▶ **Your instructions**:
Print the data below exactly as it appears.

(Region pointing data)
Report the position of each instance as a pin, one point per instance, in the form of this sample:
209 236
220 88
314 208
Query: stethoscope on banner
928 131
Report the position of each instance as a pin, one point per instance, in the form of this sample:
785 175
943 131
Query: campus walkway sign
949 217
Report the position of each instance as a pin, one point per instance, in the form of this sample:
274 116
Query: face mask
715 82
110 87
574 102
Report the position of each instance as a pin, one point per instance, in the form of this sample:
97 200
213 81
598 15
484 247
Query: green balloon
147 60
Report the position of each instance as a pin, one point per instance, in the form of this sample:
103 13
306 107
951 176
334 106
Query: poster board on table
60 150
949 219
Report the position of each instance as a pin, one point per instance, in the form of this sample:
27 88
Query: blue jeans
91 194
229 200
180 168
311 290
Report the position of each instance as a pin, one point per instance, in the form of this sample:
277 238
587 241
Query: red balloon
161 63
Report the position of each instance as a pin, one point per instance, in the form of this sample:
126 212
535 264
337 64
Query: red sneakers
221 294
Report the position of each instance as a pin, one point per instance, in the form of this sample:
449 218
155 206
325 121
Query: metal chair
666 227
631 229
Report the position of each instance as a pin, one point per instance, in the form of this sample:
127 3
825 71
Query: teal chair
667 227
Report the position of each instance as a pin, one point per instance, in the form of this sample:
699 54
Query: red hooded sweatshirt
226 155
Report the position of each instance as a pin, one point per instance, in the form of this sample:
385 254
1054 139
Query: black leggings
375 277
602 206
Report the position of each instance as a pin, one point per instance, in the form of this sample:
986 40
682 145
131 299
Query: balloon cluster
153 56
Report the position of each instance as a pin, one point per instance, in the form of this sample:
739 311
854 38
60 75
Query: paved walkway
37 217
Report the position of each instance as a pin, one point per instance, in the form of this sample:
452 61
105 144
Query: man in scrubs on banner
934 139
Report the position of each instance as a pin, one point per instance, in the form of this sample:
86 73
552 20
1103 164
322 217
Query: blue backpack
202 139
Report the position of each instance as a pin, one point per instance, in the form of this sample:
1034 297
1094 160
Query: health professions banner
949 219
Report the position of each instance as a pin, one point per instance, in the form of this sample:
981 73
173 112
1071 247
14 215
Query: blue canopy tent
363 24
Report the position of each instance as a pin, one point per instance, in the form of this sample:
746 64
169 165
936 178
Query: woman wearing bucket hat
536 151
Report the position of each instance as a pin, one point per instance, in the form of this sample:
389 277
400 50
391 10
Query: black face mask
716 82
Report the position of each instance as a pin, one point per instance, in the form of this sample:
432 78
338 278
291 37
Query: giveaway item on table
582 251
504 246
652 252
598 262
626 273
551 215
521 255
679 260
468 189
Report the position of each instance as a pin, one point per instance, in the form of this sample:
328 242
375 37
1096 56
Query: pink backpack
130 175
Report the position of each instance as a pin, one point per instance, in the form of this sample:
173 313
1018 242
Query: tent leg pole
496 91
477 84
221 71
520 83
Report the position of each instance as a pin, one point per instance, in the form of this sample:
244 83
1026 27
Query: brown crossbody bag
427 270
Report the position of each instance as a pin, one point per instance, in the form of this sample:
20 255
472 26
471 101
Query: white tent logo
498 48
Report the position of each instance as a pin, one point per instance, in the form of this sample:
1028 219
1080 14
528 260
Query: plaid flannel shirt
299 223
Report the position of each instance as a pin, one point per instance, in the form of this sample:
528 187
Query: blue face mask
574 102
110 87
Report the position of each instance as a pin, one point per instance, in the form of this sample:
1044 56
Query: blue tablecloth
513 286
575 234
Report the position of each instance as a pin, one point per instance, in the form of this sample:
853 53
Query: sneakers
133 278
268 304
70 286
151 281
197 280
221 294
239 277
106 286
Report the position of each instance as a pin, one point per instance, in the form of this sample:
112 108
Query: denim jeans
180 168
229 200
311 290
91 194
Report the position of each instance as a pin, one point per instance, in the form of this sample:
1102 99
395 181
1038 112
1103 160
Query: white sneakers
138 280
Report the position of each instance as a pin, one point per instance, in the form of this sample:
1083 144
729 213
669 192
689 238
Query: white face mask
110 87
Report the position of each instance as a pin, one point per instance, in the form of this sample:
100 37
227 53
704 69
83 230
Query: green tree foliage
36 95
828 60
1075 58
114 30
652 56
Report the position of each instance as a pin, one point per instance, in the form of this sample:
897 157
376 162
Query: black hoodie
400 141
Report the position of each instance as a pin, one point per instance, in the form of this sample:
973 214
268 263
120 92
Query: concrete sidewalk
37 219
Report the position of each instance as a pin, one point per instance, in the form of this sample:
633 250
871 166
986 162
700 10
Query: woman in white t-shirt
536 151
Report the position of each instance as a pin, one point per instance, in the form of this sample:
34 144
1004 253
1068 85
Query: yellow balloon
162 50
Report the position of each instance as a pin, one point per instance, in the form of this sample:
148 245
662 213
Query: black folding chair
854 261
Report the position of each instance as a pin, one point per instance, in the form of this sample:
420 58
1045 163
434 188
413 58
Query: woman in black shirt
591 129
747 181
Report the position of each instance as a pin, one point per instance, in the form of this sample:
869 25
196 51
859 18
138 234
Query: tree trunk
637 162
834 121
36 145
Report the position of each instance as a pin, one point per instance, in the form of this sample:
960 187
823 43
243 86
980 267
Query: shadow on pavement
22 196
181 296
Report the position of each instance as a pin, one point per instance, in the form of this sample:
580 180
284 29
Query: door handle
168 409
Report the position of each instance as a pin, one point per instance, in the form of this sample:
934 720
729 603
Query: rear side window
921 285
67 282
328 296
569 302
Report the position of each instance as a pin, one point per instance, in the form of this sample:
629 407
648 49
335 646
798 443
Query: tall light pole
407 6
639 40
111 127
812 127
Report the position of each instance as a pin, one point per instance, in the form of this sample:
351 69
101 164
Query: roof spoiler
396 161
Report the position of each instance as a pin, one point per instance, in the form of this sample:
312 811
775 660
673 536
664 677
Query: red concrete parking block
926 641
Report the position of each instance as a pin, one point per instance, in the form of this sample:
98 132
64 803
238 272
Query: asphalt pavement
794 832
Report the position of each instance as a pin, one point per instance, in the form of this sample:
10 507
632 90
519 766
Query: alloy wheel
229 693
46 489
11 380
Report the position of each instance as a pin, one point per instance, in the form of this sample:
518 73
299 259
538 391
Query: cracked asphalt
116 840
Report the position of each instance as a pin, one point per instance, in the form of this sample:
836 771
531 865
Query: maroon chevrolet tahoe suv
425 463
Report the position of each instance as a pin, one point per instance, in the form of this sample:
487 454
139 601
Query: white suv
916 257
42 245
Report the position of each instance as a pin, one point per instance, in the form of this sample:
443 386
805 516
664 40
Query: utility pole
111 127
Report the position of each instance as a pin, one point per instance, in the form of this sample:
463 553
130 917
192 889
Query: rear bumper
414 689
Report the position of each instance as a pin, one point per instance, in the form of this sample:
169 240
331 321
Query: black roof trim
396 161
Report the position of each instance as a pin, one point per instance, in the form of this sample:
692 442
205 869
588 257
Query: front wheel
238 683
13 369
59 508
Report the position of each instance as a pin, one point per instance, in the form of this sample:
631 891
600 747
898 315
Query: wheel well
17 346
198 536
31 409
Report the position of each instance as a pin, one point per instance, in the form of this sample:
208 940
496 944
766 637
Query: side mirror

▶ **Response to the task**:
Report the position of each instance as a pin, one point per instance, in the form of this sample:
209 236
220 88
314 208
Query: stethoscope on banner
928 131
Report the position of each instance as a pin, one point per instance, in the form of this sample:
785 175
943 131
Query: campus walkway sign
949 217
Report the position of each instance as a pin, one point per instance, in the form of this sample:
274 116
Query: face mask
715 82
110 87
574 102
Report the position of each instance as a pin, one point per instance, in the form of this sample:
97 200
213 81
598 15
484 247
Query: green balloon
147 60
Report the position of each instance as a pin, one point per instance, in the form of this sample:
103 13
306 107
951 176
334 106
Query: poster board on table
60 150
949 219
Report the position of each instance as a pin, one point per instance, in the form of this sample:
27 88
Query: blue jeans
91 194
229 200
180 168
311 290
Report the position of each instance as a pin, one point per instance, in the form of this sample:
277 238
587 241
Query: red balloon
161 63
Report the position of each instance as a pin, one point per instance, in the form of this sample:
126 212
535 264
337 64
Query: red sneakers
221 294
Report the position of each instance as a pin, one point per instance, in the form of this sample:
449 218
155 206
325 121
Query: metal chair
666 227
631 229
Report the position of each instance as a pin, one point per instance, in the form of this sample:
127 3
825 71
Query: teal chair
667 227
Report the position of each instance as a pin, one point per instance, in the form of this sample:
699 54
Query: red hooded sweatshirt
226 155
Report the position of each instance as a pin, one point per instance, in the form of this sample:
385 254
1054 139
Query: black leggings
375 277
602 206
Report the position of each instance as a pin, one point per instance, in the form of this sample:
986 40
682 145
131 299
Query: balloon cluster
153 56
Report the position of each instance as a pin, one point per instance, in the form of this sample:
739 311
854 38
60 75
Query: paved walkway
37 217
Report the position of each instance as a pin, one point per instance, in the form of this sample:
452 61
105 144
Query: man in scrubs on banner
934 139
Report the position of each instance as a pin, one point per instance, in the form of this sample:
86 73
552 20
1103 164
322 217
Query: blue backpack
202 139
Report the position of each instance as a pin, one point per instance, in the form of this sample:
1034 297
1094 160
Query: health professions banner
949 219
Report the position of each instance as a pin, one point per instance, in the form of this sample:
981 73
173 112
1071 247
14 215
Query: blue canopy tent
363 24
Report the position of each instance as a pin, one point per instance, in the form of this sample:
746 64
169 165
936 178
Query: woman wearing bucket hat
536 151
Report the position of each instance as a pin, one point per instance, in the form of this sample:
389 277
400 50
391 10
Query: black face mask
716 82
Report the position of each instance as a pin, one point per instance, in the form of this sample:
432 78
338 278
291 37
Query: giveaway item on table
582 251
504 246
652 252
598 262
626 273
551 215
521 255
679 260
468 189
Report the position of each instance as a pin, one point per instance, in the form of this sample:
328 242
375 37
1096 56
Query: pink backpack
130 175
Report the position of each instance as a pin, one point per instance, in the form of this sample:
173 313
1018 242
Query: tent leg pole
496 91
477 84
221 71
520 83
Report the position of each instance as a pin, one point per instance, in the form of this sample:
244 83
1026 27
Query: brown crossbody bag
427 270
Report the position of each instance as a pin, one point per instance, in the form of this sample:
20 255
472 26
471 101
Query: white tent logo
498 48
Report the position of each instance as a pin, one point per instance, in the form of this sample:
1028 219
1080 14
528 260
Query: plaid flannel shirt
299 223
Report the position of each instance as a pin, one point per instance, in the form of this sample:
528 187
Query: blue face mask
574 102
110 87
Report the position of each instance as a pin, one point per instance, in the form of this sample:
1044 56
Query: blue tablecloth
513 286
575 234
Report the position of each instance as a pin, one point per instance, in the form of this sample:
853 53
Query: sneakers
133 278
268 304
70 286
151 281
197 280
221 294
239 277
106 286
Report the position of each instance as a pin, one point per instance, in the form of this sample:
112 108
Query: denim jeans
180 168
229 200
311 290
91 194
Report the position of each instance as a pin, one point per instance, in the form of this sample:
1102 99
395 181
1038 112
1103 160
Query: white sneakers
138 280
Report the position of each instance as a pin, one point per instance, in the form of this sample:
1083 144
729 213
669 192
689 238
Query: white face mask
110 87
Report the position of each instance as a pin, one point per instance, in the form of this sample:
100 37
227 53
704 69
83 230
Query: green tree foliage
36 95
828 60
1075 58
114 30
652 56
Report the position of each instance as a pin, one point per instance, in the form of this sample:
897 157
376 162
Query: black hoodie
400 141
Report the position of each instance as a pin, one point per instance, in the form of this sample:
973 214
268 263
120 92
Query: concrete sidewalk
37 219
Report the position of each instance as a pin, one point per instance, in the form of this sample:
633 250
871 166
986 162
700 10
Query: woman in white t-shirt
536 151
Report the position of each instance as a pin, one point per instance, in the form of this sample:
34 144
1004 253
1068 85
Query: yellow balloon
162 50
Report the position of each instance as a pin, one point per instance, in the form of this sample:
148 245
662 213
Query: black folding chair
854 261
Report the position of each instance as a pin, one point per instance, in the form of this sample:
420 58
1045 163
434 188
413 58
Query: woman in black shirt
591 129
747 181
Report the position of each instance as a pin, one point per instance, in the form of this sample:
869 25
196 51
859 18
138 234
Query: tree trunk
637 162
834 121
36 145
Report the position of each instance as a pin, one point per instance, in the form of this sample:
960 187
823 43
243 86
980 267
Query: shadow on pavement
22 196
181 296
Report the position of each instance as a pin, one point per instance, in the form of this sample:
580 180
284 29
Query: door handle
168 409
Report the position of each instance as a pin, one point per instance, in the form of this sample:
934 720
729 603
Query: rear side window
921 285
67 282
328 296
569 302
Report the position of each instance as a pin, one point per instance, in the form of this sample:
629 407
648 49
335 646
798 443
Query: tall light pole
407 6
639 40
111 127
812 127
Report the position of each instance as a pin, one point per instance, in the form of this sample:
351 69
101 164
Query: roof spoiler
396 161
Report the position of each instance as a pin, one point per instance, in the form of this sample:
312 811
775 660
673 536
664 677
Query: red concrete parking block
926 641
Report the position of each instance as a pin, one point per instance, in the form of this sample:
98 132
64 803
238 272
Query: asphalt pavement
794 832
Report the position of each instance as a pin, one point per instance, in the form of this sample:
10 507
632 90
519 766
Query: alloy wheel
229 693
46 489
11 380
Report the position of each instance as a pin, one point per instance, in the form of this sample:
518 73
299 259
538 391
Query: cracked asphalt
116 840
Report the position of each instance as a pin, one point per instance, in the form of this sample:
836 771
531 865
Query: maroon chevrolet tahoe suv
425 463
Report the position of each instance as a pin, one point per instance, in the form of this sample:
487 454
139 601
Query: white suv
916 257
42 245
Report the position of each instance as a pin, one point per instance, in the form of this sample:
443 386
805 516
664 40
Query: utility pole
111 127
Report the position of each instance as a pin, one point per instance, in the form of this sample:
463 553
130 917
192 889
Query: rear bumper
414 689
Report the position of each instance as a pin, one point per instance, in the form of this sample:
169 240
331 321
Query: black roof trim
396 161
Report the position of each instance as a pin, one point per instance, in the form of this sample:
692 442
205 869
588 257
Query: front wheel
238 683
13 369
59 508
Report the position of each instance as a pin, one point per instance, in the form of this sample:
631 891
600 747
898 315
Query: wheel well
17 346
198 536
31 409
Report the position of each instance as a pin, one point per instance, in the form of this sample:
208 940
496 944
766 637
Query: side mirror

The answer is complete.